• [What the task asks] In the data below, find each line that contains the word "nose" and copy it.

• [Data]
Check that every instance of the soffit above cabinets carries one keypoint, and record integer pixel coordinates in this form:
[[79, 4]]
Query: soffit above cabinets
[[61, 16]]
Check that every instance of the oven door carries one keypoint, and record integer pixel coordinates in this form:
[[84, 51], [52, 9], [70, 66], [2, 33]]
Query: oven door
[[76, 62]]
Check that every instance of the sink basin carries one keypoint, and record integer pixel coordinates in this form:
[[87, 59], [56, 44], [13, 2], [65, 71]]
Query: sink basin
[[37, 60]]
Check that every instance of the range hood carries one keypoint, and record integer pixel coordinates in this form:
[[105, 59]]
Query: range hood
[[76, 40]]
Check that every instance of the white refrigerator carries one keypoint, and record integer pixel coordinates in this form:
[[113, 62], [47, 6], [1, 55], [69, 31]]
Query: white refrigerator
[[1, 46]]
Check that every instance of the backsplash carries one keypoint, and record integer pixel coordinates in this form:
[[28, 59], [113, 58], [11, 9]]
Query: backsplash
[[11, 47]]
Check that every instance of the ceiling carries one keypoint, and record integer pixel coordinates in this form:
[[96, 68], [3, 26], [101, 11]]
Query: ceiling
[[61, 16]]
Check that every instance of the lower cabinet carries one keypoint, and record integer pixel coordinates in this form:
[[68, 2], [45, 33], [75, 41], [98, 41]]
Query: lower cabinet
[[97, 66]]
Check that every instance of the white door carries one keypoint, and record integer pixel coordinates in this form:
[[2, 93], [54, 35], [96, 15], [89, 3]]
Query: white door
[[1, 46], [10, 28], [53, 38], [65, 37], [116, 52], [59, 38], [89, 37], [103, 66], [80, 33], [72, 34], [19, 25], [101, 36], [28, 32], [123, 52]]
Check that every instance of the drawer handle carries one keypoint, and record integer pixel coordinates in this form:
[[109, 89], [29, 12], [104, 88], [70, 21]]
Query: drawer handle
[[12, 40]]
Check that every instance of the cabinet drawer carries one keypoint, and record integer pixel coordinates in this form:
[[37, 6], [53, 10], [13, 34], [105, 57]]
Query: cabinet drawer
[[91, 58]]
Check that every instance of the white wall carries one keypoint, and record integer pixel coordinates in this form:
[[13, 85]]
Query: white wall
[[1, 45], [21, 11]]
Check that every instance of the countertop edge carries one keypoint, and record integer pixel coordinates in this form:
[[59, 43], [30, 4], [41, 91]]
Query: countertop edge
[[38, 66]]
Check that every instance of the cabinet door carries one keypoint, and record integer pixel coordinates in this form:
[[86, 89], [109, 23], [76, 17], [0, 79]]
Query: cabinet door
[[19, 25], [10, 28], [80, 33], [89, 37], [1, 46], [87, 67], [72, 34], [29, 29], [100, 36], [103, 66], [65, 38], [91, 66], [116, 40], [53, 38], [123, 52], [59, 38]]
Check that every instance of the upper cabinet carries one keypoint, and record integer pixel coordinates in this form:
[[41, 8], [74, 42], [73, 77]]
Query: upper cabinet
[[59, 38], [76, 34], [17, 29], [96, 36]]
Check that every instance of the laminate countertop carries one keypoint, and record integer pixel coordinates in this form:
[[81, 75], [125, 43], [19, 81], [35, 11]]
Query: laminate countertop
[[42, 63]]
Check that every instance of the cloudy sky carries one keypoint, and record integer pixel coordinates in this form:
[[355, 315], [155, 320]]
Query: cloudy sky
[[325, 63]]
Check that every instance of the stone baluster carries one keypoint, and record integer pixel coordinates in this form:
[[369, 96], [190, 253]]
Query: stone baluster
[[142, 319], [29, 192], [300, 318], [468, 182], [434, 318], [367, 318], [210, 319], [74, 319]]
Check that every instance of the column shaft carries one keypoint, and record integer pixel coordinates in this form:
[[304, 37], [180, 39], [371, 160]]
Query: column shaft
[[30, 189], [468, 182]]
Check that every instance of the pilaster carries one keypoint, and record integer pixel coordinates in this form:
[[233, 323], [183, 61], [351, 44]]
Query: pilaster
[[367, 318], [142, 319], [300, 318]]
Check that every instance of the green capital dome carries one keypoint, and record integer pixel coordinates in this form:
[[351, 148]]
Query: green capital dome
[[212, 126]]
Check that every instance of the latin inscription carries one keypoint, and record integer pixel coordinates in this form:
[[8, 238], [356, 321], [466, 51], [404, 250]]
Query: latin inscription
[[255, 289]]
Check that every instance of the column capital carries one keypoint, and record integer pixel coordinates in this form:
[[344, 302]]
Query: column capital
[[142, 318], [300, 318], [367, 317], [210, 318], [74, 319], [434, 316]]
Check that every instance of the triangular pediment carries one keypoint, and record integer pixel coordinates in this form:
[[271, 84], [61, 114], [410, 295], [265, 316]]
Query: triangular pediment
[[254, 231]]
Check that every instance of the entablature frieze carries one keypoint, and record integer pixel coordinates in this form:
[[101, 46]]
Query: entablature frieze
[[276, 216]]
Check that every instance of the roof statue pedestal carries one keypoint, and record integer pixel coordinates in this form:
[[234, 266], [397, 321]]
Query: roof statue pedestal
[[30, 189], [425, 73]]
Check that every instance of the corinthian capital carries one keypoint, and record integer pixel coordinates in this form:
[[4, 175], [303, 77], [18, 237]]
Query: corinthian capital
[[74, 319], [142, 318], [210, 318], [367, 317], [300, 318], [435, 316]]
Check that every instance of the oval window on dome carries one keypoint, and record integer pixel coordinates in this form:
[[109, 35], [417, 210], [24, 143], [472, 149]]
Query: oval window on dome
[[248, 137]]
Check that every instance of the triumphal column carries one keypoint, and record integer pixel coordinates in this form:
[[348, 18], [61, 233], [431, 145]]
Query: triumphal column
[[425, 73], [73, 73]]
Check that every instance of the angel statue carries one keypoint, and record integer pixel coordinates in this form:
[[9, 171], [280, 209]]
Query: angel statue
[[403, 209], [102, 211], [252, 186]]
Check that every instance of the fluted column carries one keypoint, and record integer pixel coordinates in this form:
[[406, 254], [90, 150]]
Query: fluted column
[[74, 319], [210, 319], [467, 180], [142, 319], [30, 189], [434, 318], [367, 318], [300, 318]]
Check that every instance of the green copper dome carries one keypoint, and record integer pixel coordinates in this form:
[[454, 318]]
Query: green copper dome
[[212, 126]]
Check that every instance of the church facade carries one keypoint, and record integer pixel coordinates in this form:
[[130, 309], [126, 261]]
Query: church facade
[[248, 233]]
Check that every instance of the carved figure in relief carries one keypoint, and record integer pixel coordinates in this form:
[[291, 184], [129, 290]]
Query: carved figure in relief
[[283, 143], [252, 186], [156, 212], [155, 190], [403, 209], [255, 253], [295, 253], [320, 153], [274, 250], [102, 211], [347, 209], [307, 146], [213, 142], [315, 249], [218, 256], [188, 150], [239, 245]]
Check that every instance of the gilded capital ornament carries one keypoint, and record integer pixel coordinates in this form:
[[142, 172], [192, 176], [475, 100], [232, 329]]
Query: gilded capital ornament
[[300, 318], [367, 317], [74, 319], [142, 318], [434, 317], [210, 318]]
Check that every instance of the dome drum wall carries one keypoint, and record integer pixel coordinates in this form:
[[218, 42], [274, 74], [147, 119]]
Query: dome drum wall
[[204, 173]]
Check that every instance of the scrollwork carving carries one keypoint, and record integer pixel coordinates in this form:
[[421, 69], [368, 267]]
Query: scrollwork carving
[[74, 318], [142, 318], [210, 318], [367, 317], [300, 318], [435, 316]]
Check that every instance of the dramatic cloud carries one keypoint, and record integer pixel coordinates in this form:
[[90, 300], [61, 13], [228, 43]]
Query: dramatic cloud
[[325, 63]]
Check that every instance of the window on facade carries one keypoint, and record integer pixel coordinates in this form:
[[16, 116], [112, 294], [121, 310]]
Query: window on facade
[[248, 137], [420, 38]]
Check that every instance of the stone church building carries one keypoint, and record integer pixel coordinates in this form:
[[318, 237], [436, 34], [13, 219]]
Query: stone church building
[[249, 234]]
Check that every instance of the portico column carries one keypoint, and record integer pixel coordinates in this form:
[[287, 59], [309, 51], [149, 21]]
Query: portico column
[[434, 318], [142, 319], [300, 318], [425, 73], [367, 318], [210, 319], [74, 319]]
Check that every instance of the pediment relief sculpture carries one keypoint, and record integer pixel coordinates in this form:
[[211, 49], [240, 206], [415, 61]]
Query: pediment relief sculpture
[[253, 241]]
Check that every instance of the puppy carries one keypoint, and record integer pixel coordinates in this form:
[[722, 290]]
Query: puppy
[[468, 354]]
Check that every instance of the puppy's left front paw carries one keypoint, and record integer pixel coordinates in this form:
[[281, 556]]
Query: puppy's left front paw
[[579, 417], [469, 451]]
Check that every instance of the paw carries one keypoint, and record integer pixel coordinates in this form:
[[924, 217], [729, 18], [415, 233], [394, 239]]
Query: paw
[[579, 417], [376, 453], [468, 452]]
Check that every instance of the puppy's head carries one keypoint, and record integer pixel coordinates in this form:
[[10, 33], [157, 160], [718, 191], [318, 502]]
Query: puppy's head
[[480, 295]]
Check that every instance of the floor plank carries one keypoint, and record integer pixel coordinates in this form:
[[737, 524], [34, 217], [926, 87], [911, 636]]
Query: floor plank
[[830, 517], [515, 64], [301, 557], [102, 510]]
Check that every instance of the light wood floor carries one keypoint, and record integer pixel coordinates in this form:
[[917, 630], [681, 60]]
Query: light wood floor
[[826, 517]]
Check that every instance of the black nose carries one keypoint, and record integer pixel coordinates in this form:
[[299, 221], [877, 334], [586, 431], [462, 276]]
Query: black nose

• [Final answer]
Check that every instance of the black nose carries one keypoint, and record integer pixel coordinates in this form:
Query: black nose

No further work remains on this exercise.